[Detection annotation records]
-=-=-
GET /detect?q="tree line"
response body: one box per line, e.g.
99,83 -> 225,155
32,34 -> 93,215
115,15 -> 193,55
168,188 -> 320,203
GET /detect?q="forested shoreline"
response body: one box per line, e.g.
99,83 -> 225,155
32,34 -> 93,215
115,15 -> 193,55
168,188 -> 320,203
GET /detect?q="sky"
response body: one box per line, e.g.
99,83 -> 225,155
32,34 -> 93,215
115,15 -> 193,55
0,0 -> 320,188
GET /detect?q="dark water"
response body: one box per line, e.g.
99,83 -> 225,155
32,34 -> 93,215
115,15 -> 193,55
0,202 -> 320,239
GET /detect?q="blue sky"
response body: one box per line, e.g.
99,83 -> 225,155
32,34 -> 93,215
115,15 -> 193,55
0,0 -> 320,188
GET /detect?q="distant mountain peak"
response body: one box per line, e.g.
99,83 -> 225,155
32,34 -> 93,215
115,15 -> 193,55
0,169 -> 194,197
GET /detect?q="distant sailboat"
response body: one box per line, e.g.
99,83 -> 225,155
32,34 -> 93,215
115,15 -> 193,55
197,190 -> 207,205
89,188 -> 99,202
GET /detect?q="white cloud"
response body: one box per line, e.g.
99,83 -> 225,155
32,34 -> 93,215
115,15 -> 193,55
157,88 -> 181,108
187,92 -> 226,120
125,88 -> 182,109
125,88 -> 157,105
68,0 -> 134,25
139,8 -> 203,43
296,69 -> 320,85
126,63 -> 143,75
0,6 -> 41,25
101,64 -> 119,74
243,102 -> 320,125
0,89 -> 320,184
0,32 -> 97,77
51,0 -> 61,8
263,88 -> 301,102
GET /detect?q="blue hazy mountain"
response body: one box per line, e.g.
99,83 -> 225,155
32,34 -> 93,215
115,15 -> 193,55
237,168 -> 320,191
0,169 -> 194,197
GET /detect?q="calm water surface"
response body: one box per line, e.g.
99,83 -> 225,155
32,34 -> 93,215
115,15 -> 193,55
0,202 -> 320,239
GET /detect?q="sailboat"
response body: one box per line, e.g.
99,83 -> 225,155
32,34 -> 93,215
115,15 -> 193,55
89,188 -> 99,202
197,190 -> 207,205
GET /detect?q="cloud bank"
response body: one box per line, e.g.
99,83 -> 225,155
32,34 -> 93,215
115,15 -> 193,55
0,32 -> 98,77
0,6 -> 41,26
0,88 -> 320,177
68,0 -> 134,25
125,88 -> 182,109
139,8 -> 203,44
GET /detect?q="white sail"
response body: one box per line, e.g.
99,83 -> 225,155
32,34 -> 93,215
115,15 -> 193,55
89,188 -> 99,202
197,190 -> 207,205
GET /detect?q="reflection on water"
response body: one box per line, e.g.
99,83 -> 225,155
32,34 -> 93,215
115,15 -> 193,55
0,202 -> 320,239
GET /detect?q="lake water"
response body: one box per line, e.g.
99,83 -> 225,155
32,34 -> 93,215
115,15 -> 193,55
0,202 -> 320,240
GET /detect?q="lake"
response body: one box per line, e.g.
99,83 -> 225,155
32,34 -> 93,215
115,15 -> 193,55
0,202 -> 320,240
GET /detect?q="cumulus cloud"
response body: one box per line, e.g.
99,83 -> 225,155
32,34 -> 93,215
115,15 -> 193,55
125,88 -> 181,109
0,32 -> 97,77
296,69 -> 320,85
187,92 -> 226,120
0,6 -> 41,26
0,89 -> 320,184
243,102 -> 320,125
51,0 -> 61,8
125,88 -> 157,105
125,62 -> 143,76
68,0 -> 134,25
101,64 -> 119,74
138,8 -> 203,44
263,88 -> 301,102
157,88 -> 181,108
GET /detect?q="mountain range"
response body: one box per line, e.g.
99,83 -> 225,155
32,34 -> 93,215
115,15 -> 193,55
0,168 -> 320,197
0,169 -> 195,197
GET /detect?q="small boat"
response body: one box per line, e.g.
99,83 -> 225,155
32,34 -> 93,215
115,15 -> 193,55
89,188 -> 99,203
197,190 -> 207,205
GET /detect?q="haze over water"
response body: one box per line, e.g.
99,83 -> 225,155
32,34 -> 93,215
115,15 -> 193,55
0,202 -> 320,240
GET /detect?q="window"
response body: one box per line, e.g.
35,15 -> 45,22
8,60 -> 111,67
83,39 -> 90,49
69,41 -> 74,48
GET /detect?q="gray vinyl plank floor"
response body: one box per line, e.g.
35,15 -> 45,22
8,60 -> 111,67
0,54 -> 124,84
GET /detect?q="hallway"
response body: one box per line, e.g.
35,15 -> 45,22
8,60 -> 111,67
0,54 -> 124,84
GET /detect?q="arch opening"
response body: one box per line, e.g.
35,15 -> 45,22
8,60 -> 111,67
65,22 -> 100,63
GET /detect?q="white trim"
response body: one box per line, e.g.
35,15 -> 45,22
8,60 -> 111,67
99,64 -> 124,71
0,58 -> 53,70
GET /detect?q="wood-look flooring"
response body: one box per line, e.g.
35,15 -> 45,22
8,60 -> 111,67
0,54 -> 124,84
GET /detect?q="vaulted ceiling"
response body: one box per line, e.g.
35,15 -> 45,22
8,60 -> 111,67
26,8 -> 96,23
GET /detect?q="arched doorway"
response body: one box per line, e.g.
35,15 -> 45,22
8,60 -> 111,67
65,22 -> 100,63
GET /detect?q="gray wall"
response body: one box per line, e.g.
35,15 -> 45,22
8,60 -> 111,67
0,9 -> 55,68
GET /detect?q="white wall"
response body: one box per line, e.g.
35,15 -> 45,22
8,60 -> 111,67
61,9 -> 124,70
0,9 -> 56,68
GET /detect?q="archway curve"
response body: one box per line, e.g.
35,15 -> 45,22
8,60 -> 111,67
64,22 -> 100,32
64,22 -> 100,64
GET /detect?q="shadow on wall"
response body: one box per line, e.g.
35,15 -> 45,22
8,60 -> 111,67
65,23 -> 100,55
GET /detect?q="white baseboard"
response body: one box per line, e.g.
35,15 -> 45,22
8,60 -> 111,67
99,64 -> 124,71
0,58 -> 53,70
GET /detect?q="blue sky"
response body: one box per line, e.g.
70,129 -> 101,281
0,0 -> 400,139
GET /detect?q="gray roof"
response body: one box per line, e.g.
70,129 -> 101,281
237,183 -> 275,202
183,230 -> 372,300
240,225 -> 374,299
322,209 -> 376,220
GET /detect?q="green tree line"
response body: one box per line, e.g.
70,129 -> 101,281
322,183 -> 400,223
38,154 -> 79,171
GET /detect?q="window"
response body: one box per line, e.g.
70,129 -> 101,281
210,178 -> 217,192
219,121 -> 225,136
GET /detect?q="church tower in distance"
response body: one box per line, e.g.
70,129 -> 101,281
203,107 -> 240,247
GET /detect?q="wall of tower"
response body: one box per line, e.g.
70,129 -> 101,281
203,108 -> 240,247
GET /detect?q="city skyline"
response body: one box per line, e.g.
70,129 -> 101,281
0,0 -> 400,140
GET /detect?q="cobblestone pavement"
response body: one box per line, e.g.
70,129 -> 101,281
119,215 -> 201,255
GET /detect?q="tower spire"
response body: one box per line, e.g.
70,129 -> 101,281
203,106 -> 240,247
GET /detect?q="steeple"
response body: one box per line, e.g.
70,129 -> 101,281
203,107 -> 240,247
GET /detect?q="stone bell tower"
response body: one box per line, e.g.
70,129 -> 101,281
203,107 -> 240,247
-=-=-
Problem requirements: Find every line in the rows above that contains the word "distant", treating upper and lower case as different, and copy each of those lines.

Result of this exercise:
GET /detect?q="distant mountain peak"
GET /detect?q="distant sailboat"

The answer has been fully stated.